#### Records for the task ####

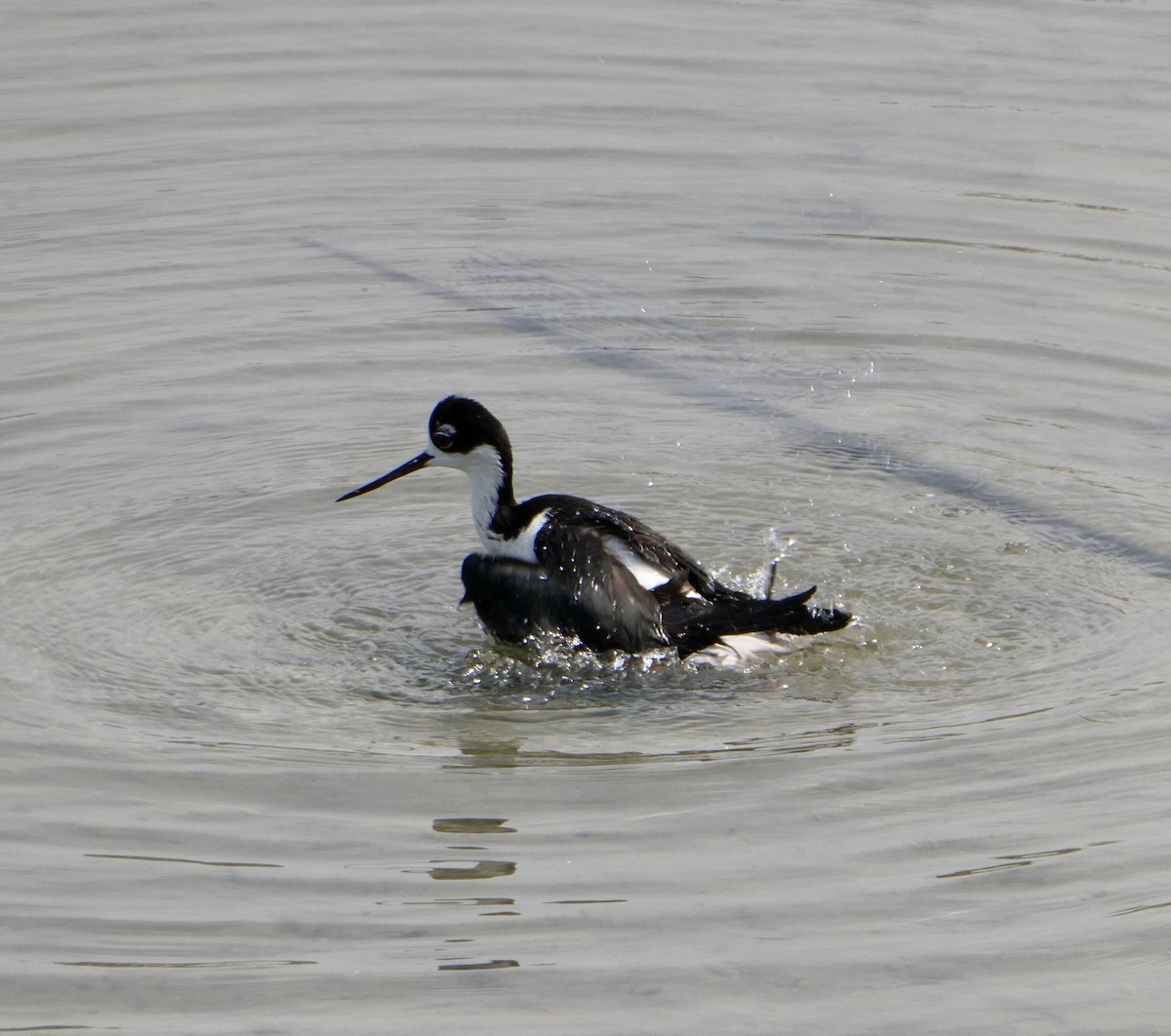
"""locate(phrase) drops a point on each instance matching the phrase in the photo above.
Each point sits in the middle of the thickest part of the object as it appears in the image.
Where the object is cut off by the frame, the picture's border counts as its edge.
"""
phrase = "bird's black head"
(460, 426)
(463, 434)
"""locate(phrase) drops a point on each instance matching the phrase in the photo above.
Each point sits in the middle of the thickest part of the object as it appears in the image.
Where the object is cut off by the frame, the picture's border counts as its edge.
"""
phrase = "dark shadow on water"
(592, 343)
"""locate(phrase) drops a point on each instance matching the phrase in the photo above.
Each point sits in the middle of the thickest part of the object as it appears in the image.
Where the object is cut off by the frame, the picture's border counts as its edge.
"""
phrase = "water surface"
(876, 290)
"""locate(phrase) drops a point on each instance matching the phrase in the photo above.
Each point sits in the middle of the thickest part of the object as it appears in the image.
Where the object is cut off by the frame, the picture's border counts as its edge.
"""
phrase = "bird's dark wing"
(692, 624)
(637, 538)
(578, 590)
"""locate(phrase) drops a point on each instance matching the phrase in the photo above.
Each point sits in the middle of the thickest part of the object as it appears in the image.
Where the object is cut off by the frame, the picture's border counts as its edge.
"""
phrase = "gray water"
(879, 290)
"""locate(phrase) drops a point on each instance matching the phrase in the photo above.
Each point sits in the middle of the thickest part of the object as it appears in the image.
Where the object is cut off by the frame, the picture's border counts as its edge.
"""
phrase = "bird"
(601, 578)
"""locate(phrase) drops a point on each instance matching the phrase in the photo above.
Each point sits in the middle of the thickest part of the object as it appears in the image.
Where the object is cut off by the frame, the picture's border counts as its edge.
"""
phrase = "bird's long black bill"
(414, 465)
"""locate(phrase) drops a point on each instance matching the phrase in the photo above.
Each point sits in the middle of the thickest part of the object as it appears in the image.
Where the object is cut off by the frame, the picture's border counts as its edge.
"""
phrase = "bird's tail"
(694, 629)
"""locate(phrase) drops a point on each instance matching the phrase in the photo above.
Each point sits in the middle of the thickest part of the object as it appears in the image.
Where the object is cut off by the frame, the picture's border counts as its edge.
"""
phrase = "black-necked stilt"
(563, 565)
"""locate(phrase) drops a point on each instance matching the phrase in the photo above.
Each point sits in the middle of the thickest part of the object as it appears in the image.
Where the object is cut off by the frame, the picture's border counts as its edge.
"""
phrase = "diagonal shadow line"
(848, 452)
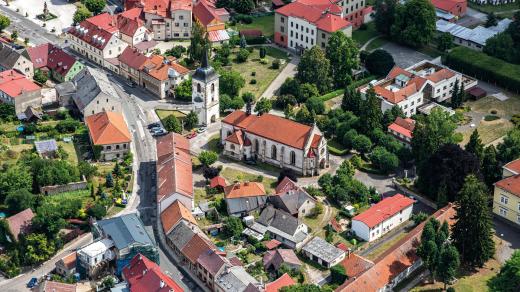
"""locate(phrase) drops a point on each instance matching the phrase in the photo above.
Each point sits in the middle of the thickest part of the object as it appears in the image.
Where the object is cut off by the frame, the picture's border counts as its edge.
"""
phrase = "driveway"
(404, 57)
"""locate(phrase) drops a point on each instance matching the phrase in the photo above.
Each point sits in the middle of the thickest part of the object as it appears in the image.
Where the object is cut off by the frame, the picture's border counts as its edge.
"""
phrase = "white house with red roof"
(275, 140)
(402, 130)
(19, 91)
(303, 24)
(382, 217)
(414, 86)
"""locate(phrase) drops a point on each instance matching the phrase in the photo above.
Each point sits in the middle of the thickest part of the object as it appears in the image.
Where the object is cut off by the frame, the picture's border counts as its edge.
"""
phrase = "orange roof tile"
(394, 260)
(108, 128)
(174, 168)
(383, 210)
(173, 214)
(510, 184)
(245, 189)
(284, 281)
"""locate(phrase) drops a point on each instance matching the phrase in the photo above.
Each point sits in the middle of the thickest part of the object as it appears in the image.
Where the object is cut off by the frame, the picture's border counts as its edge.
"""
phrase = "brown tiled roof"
(20, 223)
(173, 214)
(108, 128)
(196, 247)
(394, 260)
(174, 168)
(245, 189)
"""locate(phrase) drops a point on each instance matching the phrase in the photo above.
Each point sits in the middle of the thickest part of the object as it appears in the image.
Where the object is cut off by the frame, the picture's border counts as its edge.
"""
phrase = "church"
(205, 93)
(271, 139)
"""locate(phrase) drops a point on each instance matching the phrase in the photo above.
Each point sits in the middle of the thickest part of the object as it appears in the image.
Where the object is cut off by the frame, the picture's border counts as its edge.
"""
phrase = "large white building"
(382, 217)
(281, 142)
(416, 85)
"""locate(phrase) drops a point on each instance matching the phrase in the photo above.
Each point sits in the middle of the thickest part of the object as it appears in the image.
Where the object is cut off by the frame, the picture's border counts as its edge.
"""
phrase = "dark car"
(32, 283)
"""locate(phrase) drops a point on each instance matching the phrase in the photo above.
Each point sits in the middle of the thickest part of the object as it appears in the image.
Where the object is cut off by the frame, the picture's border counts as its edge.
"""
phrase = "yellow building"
(506, 199)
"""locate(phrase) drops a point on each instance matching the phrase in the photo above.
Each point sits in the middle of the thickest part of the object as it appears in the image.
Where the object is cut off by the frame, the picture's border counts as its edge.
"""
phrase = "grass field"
(263, 23)
(232, 175)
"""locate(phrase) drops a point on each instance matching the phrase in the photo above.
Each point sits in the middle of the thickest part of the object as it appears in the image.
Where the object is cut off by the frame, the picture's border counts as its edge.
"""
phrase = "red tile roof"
(513, 166)
(355, 265)
(243, 190)
(20, 223)
(173, 214)
(174, 168)
(313, 12)
(108, 128)
(403, 126)
(394, 260)
(284, 281)
(217, 181)
(133, 58)
(510, 184)
(383, 210)
(15, 84)
(143, 275)
(289, 132)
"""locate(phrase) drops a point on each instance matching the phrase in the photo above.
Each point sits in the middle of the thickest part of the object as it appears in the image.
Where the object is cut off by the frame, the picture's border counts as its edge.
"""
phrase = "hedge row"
(484, 67)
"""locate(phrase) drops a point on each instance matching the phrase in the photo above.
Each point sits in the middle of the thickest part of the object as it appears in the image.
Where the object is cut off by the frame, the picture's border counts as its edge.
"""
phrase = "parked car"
(32, 283)
(191, 135)
(153, 125)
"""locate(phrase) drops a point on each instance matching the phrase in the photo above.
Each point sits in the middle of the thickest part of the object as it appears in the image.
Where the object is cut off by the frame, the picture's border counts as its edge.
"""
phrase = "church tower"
(205, 92)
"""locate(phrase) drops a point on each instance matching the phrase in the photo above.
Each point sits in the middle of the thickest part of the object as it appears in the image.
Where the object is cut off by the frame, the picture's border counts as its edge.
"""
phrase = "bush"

####

_Work order_
Would you return the data exactly as written, without the pictures?

_Solution for this exercise_
"""locate(phrase) drops a point on each instance matching the phrase in the photo above.
Each point sits in the middle of the thickest part of the object as it appears in the image.
Where the object is cut off by the frame, the picture's border counts as its edge.
"""
phrase = "bird's black head"
(460, 426)
(463, 434)
"""locate(phrase) drops a point on each instance matching the phrase in the photo above.
Each point sits in the middle of the thickest part of the object as it appears in the image.
Where the object is cut off by the frame, the picture's border counts as its edge.
"""
phrase = "dark shadow on water"
(592, 343)
"""locate(phrase) drops a point on each instance matching the phrase in the photo above.
Each point sits in the middle of the thickest part of the object as it appears in the image.
Where the object is cut off by the frame, the picture's border counts as its edge.
"""
phrase = "water surface"
(876, 290)
"""locate(phrase) drops a point on each instance matching the phrase in the photo above.
Each point sits in the middle of the thickest part of the object as it appears in the image.
Where the object is cut off by the frame, the picture's border counts as its edge.
"""
phrase = "bird's dark wing"
(692, 624)
(637, 538)
(578, 590)
"""locate(phrase) drops a point on each instance matching the phrase in the photo above.
Each point sits in the middle of the thickest part of the object as it appears in the image.
Where the object is cut off by the frame, the picture's border counts as its edge.
"""
phrase = "gray water"
(879, 290)
"""locate(phrase) drops a point on each instance matching the phrase in the photo above.
Each point sits in the middle of the thickest part of the object as it appears in the image.
Where the object is cut off by the frame, the picture's border counts as its edge.
"""
phrase = "bird"
(601, 578)
"""locate(phrase) drops a point on each instance matching the phrase in the photo above.
Each point sits in the middle of the thickest part of the object as it appears in the image.
Where the object is cut off by the frame, the picture's border counts as its edge.
"""
phrase = "bird's long black bill"
(414, 465)
"""locate(phrase) drops a point on each instance matching the phrase in the photo above.
Each point sits in the middle of the thickest part of the object as it appears in the image.
Where the object is cut off by the frame, the picture's border counts as its edge.
"""
phrase = "bird's tail"
(694, 629)
"""locate(phrase) drops a point on each instance matching the phrase in the photo above.
Each point sits in the middle of the thickest part of the object as it appears in the image.
Where the object is cut off by the frame, the picture's border counts as its edge.
"""
phrase = "black-necked stilt"
(563, 565)
"""locate(phrase) drops a point on each instance matching the phrase in the photo above.
Each point sits in the middle of the thickest part of the object as it appears in the image.
Where the object is cut off by the frame, the picture's border counts as its edge.
"""
phrase = "diagonal shadow line"
(848, 452)
"""locate(phrase) drops a point on each instance matching the phrase in the photo above.
Each point sits in the middle of the thickest part of the object as it appears in the image.
Where the object is cut off by the frame, the picture's border counts as its edge.
"""
phrase = "driveway"
(404, 57)
"""locate(phrase) drops a point on each instance matching the phrase in the photo above.
Each point sits in the middle of the thickest part of the object as it appears in the image.
Where the object is cut off by the frame, the picture's border counts as its edge.
"""
phrase = "white house with red roof"
(275, 140)
(402, 130)
(19, 91)
(303, 24)
(382, 217)
(414, 86)
"""locate(phrase) drops a point on each instance matching the phrase in the photo above.
Each point sits in the middle of the thickest part of the object as it appears in the image.
Where the object is cut off by the frame, the picture's border counts as its edge.
"""
phrase = "orange roof tile"
(394, 260)
(108, 128)
(174, 168)
(383, 210)
(173, 214)
(510, 184)
(245, 189)
(284, 281)
"""locate(phrase) drops a point on each instance matching the phrase in the photo above.
Each point sits in the middle of the thickest part of the object as it appears in the image.
Where the object is cut off by the frame, the picture's border counts as its edge.
"""
phrase = "brown tiled roof"
(20, 223)
(173, 214)
(108, 128)
(196, 247)
(394, 260)
(174, 168)
(245, 189)
"""locate(phrase) drops a point on each instance matching the phrase in the photo above.
Each point sits in the middle of the thickest part of the object as it appears in the image.
Where the object is cut off by the frame, the picture's border counts as its edge.
"""
phrase = "church"
(205, 93)
(271, 139)
"""locate(phrase) drops a point on each instance matching the phrase in the photo above.
Each point sits in the middle of the thickest part of the object as it appears in the image.
Where the object is cut off by the frame, the picture's border counts as its edge.
"""
phrase = "large white building"
(382, 217)
(281, 142)
(416, 85)
"""locate(phrase) drops a point on each instance matching the phrase in the photo above.
Each point sits in the middle of the thickest part of the object as it appears in the image.
Where the object is cut off by the frame, the picture's border counts as its edge.
"""
phrase = "dark car"
(32, 283)
"""locate(phrase) drops a point on each instance matching the phrase in the photo above.
Each point sits in the middle of the thickest part of the object as it appears in the image.
Where the object is cut off by the frame, the picture's border counts as its edge.
"""
phrase = "yellow building"
(506, 199)
"""locate(phrase) drops a point on each instance matching the phrase in the photo above.
Each point sits in the middle of the thickest part of the object as it appears in the image.
Where the object is cut off by the frame, the picture's border counts as its edge.
"""
phrase = "grass field"
(263, 23)
(232, 175)
"""locate(phrase) drops a point on each instance matching the phrase in the photo above.
Each point sits in the middle of the thickest part of the object as it appears in the image.
Where the object is cut off by the frame, the picture's border counts as its edge.
"""
phrase = "red tile roof"
(513, 166)
(355, 265)
(243, 190)
(20, 223)
(173, 214)
(174, 168)
(313, 12)
(108, 128)
(403, 126)
(394, 260)
(284, 281)
(217, 181)
(133, 58)
(510, 184)
(383, 210)
(15, 84)
(143, 275)
(289, 132)
"""locate(phrase) drops a point on each instance matching the phrase in the photo above.
Each point sits in the middle of the thickest part of the object as it appears in the image.
Where the object is cut off by the frame, the picture's border counts as its edge.
"""
phrase = "hedge row"
(484, 67)
"""locate(phrase) drops a point on each instance matching the phrase in the photo above.
Each point sits in the middle of the thickest part of the object as it appears in the image.
Where the object is cut off by the frame, the picture's border counts as its edge.
"""
phrase = "parked car"
(32, 283)
(191, 135)
(153, 125)
"""locate(phrase) drops a point on each instance matching the phrase in the photo above.
Each point sits in the middle of the thickest part of the object as it appears in the image.
Where the object is cut off by the frame, the picture's border counts as its edge.
"""
phrase = "church tower"
(205, 92)
"""locate(phrase) drops a point on each instance matching the phrase in the photo above.
Each point sits in the middle of the thickest part of the object as it appears in the image.
Where the object is cut off by the frame, the picture's border counts as its edge.
"""
phrase = "bush"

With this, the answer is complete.